Stated problem. Every entry that follows should be reproduced exactly.

Records:
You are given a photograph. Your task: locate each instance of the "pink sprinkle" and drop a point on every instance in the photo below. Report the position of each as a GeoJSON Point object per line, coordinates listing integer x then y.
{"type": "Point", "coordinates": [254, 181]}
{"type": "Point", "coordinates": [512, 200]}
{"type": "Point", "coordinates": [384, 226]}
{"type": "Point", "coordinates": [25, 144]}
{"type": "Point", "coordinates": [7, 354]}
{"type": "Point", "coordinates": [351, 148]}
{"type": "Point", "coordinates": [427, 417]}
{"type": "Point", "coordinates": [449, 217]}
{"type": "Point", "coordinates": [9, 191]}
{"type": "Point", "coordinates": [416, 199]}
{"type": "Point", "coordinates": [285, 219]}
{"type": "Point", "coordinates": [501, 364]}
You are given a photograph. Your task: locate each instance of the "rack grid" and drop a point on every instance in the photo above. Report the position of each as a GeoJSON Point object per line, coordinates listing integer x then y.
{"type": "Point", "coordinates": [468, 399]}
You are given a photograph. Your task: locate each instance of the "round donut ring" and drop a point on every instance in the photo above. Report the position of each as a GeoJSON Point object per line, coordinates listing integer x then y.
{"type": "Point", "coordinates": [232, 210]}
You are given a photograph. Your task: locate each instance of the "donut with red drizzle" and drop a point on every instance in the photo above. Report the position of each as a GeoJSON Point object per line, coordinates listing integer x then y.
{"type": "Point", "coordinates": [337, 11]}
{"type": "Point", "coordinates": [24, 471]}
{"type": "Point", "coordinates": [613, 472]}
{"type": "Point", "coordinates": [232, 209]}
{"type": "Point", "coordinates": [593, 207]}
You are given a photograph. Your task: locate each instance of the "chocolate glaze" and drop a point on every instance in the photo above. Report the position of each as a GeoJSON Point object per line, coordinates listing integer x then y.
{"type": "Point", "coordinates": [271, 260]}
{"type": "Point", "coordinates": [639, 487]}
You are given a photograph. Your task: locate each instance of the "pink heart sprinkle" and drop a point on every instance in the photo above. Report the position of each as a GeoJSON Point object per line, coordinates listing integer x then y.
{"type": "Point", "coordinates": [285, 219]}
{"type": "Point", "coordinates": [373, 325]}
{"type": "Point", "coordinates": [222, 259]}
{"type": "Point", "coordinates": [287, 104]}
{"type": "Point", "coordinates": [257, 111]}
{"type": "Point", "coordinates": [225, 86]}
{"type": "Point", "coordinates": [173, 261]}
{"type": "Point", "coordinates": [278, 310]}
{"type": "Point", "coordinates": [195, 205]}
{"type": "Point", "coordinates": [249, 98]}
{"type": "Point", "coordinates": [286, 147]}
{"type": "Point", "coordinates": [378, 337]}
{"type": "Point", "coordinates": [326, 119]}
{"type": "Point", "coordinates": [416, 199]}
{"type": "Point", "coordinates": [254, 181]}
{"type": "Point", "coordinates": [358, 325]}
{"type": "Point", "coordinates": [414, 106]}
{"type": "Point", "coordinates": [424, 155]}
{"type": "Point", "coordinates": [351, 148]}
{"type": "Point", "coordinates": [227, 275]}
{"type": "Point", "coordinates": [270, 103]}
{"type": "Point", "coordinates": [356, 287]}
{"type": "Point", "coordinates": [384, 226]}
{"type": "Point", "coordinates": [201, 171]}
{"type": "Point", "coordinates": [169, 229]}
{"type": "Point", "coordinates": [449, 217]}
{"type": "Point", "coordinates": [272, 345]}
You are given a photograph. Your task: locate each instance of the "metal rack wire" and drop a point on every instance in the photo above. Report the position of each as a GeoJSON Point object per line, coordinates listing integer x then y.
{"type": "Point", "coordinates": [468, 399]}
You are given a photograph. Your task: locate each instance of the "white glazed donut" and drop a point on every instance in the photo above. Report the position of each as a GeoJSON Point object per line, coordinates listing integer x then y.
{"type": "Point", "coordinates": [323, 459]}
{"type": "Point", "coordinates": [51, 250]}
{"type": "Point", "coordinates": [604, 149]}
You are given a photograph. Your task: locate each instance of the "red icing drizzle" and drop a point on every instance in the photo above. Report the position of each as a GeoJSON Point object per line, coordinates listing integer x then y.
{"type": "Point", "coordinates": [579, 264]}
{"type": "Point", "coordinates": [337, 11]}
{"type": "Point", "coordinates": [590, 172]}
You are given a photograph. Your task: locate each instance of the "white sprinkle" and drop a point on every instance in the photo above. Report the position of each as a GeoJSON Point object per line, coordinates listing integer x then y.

Result of the exercise.
You are given a photograph. Your task: locate each instance of the "pink sprinkle" and drop a point on every instance in the photo below. Report the position of each as a GeoJSON Point object per line, coordinates listing integer x then y.
{"type": "Point", "coordinates": [254, 181]}
{"type": "Point", "coordinates": [512, 200]}
{"type": "Point", "coordinates": [384, 226]}
{"type": "Point", "coordinates": [25, 144]}
{"type": "Point", "coordinates": [7, 354]}
{"type": "Point", "coordinates": [351, 148]}
{"type": "Point", "coordinates": [427, 417]}
{"type": "Point", "coordinates": [449, 217]}
{"type": "Point", "coordinates": [9, 191]}
{"type": "Point", "coordinates": [416, 199]}
{"type": "Point", "coordinates": [285, 219]}
{"type": "Point", "coordinates": [501, 364]}
You are given a photograph. Your task: locate each instance of the "rack grid" and drop a point on every instance in the photo above. Report the position of each as a GeoJSON Point object per line, coordinates listing integer x then y.
{"type": "Point", "coordinates": [468, 399]}
You are given a photograph. Your task: locate each instance of the "round donut ring" and drop a point on every instance in the photo above. Report the position of each as a GeoJSON Point object per line, coordinates listing integer x then y.
{"type": "Point", "coordinates": [232, 210]}
You are given a photograph. Your task: locate each instance of the "donut with red drizzle" and drop a point on every instance in the photo above. Report the position of each as a GeoJSON Point object per line, coordinates listing integer x then y.
{"type": "Point", "coordinates": [337, 11]}
{"type": "Point", "coordinates": [24, 471]}
{"type": "Point", "coordinates": [613, 472]}
{"type": "Point", "coordinates": [232, 209]}
{"type": "Point", "coordinates": [593, 207]}
You are given a photograph. Your task: locate each instance of the "chocolate glaze" and drop a point on every instance in the photo above. Report the position of each as a GeoJSON Point object per line, coordinates listing integer x then y.
{"type": "Point", "coordinates": [271, 260]}
{"type": "Point", "coordinates": [639, 487]}
You are given a photograph. Your task: locate each instance of the "pink heart sprinkle" and drop a point on every instance in the photo above. Report the position of each as a GeoJSON Point object per line, coordinates listing integer x then y.
{"type": "Point", "coordinates": [285, 219]}
{"type": "Point", "coordinates": [373, 325]}
{"type": "Point", "coordinates": [222, 259]}
{"type": "Point", "coordinates": [287, 104]}
{"type": "Point", "coordinates": [257, 111]}
{"type": "Point", "coordinates": [225, 86]}
{"type": "Point", "coordinates": [173, 261]}
{"type": "Point", "coordinates": [278, 310]}
{"type": "Point", "coordinates": [195, 205]}
{"type": "Point", "coordinates": [249, 98]}
{"type": "Point", "coordinates": [286, 147]}
{"type": "Point", "coordinates": [378, 337]}
{"type": "Point", "coordinates": [326, 119]}
{"type": "Point", "coordinates": [416, 199]}
{"type": "Point", "coordinates": [254, 181]}
{"type": "Point", "coordinates": [358, 325]}
{"type": "Point", "coordinates": [414, 106]}
{"type": "Point", "coordinates": [424, 155]}
{"type": "Point", "coordinates": [351, 148]}
{"type": "Point", "coordinates": [227, 275]}
{"type": "Point", "coordinates": [270, 103]}
{"type": "Point", "coordinates": [356, 287]}
{"type": "Point", "coordinates": [384, 226]}
{"type": "Point", "coordinates": [201, 171]}
{"type": "Point", "coordinates": [169, 229]}
{"type": "Point", "coordinates": [449, 217]}
{"type": "Point", "coordinates": [272, 345]}
You are given a photograph. Your task: locate each instance of the "metal rack wire" and drop a point on every instance in the photo above. Report the position of each as a GeoJSON Point object per line, coordinates listing integer x then y.
{"type": "Point", "coordinates": [468, 399]}
You are given a photograph. Your task: locate each instance of the "white glazed donut" and drop a point on every instance in the photo above. Report the position of each as a GeoJSON Point object per line, coordinates listing integer x then y.
{"type": "Point", "coordinates": [323, 459]}
{"type": "Point", "coordinates": [51, 250]}
{"type": "Point", "coordinates": [604, 149]}
You are given a photograph. Your task: locate each instance of the "red icing drizzle" and drop a point on every instance in the photo above. Report the position of each as a GeoJSON Point object per line, coordinates listing integer x then y.
{"type": "Point", "coordinates": [579, 264]}
{"type": "Point", "coordinates": [337, 11]}
{"type": "Point", "coordinates": [590, 172]}
You are given a photograph. Your task: locate each instance of the "white sprinkle" and drop a point on every instance in the photo above. Report the position of each as a GeoJSON Point object per line, coordinates listing integer x then y.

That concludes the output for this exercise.